TASK OBJECTIVE: Copy every one of the lines below word for word, changing nothing.

INFORMATION GIVEN:

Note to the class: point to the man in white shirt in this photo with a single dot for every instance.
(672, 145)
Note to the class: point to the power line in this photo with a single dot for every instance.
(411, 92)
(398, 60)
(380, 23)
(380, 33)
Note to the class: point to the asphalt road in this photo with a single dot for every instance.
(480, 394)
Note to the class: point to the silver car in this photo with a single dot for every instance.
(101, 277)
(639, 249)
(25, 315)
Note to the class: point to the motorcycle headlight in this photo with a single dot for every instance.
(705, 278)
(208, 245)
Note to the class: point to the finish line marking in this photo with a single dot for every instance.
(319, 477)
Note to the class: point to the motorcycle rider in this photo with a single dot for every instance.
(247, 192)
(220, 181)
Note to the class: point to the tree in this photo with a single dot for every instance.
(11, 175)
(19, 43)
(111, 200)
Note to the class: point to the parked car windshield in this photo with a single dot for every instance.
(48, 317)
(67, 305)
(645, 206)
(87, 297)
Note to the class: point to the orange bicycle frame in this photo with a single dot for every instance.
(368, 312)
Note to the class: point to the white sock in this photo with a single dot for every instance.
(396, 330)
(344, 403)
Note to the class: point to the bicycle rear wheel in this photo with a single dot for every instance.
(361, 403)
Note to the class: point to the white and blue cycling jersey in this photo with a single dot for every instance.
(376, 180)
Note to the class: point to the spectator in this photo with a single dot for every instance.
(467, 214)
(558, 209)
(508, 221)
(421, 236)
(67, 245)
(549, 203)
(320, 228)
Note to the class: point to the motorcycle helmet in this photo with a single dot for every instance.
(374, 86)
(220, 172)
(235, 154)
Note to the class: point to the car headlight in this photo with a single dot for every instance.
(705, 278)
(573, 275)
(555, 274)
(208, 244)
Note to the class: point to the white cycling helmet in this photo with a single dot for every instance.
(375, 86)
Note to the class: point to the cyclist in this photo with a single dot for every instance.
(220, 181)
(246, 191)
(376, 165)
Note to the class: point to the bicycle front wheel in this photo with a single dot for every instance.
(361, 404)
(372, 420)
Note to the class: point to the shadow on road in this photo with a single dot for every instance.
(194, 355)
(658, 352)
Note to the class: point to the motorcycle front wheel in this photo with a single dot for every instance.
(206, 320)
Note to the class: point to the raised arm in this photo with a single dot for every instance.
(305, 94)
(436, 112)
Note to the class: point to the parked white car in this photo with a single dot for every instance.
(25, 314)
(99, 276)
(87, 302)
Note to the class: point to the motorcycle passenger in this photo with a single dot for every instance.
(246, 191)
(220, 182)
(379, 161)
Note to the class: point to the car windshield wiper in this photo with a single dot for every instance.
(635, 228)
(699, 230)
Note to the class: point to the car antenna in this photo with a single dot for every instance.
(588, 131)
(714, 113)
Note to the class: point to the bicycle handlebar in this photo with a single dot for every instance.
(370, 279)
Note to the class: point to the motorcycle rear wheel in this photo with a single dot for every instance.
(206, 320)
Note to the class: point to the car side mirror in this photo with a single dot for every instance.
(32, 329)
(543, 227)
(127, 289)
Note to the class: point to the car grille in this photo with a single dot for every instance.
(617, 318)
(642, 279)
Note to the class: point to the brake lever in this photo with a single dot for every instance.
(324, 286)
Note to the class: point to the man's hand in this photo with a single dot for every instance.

ANSWER:
Note to the class: point to the man in white shirt in this photo with a single dot for every instance.
(672, 145)
Note to the class: point to the power line in this photo with a single dot for every instance.
(411, 92)
(398, 60)
(380, 23)
(380, 33)
Note to the class: point to the asphalt road in this photo with a single dot for every instance.
(480, 394)
Note to the class: point to the silver car in this photo with a single dot for every instance.
(101, 277)
(639, 249)
(25, 315)
Note to the class: point to the motorcycle headlight in this photo with a single dot for every instance.
(705, 278)
(208, 245)
Note to the class: point to the finish line marking in this photo with a single dot for every instance.
(319, 477)
Note to the class: point to the motorcycle rider in this photo with a single dot for every instance.
(247, 192)
(220, 181)
Note to the class: point to the tree in this photo with a single dot for every instance.
(11, 175)
(19, 43)
(111, 200)
Note to the class: point to the parked car windshield in this photo with a single dot for every instance.
(48, 317)
(67, 305)
(645, 206)
(87, 297)
Note to the class: point to the orange bicycle frame in this photo with a single dot for every instance.
(368, 312)
Note to the class: point to the white sock in this photo with a single dot for every instance.
(396, 330)
(344, 403)
Note to the class: point to the bicycle rear wheel in this photo with a single dot for every instance.
(361, 403)
Note to the class: point to the white and blue cycling jersey in this photo with a single dot for every instance.
(376, 180)
Note to the class: point to the spectator in this photo with a single dot for every instance.
(467, 214)
(558, 209)
(508, 221)
(421, 236)
(67, 245)
(549, 203)
(320, 228)
Note to the class: point to the motorcycle helmet in this photo with a single dot for every instance.
(374, 86)
(220, 172)
(235, 154)
Note to the class: point to the car headlight in this photo with a single dot for every instance.
(705, 278)
(573, 275)
(555, 274)
(208, 244)
Note to the class: point to the white cycling helmet in this photo with a single dot for every instance.
(375, 86)
Note to the class: point to the cyclist in this photo with a single dot for every instance.
(220, 181)
(246, 191)
(376, 165)
Note to the class: point to the bicycle front wheel in this photo with a single dot for every instance.
(361, 404)
(372, 420)
Note to the class: point to the shadow on road in this photo with a single dot for every instance.
(194, 355)
(658, 352)
Note to the class: point to the motorcycle front wheel in this photo with a single dot for every instance.
(206, 320)
Note to the class: point to the raised arm in this photo with a single dot for every instance.
(305, 94)
(436, 112)
Note to the class: point to the parked white car in this photo with a single dot for every instance.
(25, 314)
(99, 276)
(87, 302)
Note to the class: point to the motorcycle passenger in this photo with a single dot for every instance.
(246, 191)
(220, 182)
(379, 161)
Note to the class: point to the car windshield wiper in this photo with a single dot for every instance.
(635, 228)
(699, 230)
Note to the class: point to the car antenna in this photo with a single dot for every instance.
(588, 131)
(714, 113)
Note to the class: point to the bicycle handlebar in this photo with a single dot for every instance.
(370, 279)
Note to the class: point to the motorcycle rear wheel in this photo with a single dot for every instance.
(206, 320)
Note to the class: point to the car side mirror in this photo with a single dot for every instance.
(32, 329)
(543, 227)
(127, 289)
Note to the class: point to the car grille in this photo with a single dot for every instance.
(617, 318)
(642, 279)
Note to the class: point to the brake lever in this photo with a single dot for every instance.
(324, 286)
Note to the class: point to the man's hand in this photo with a single dot for every instance.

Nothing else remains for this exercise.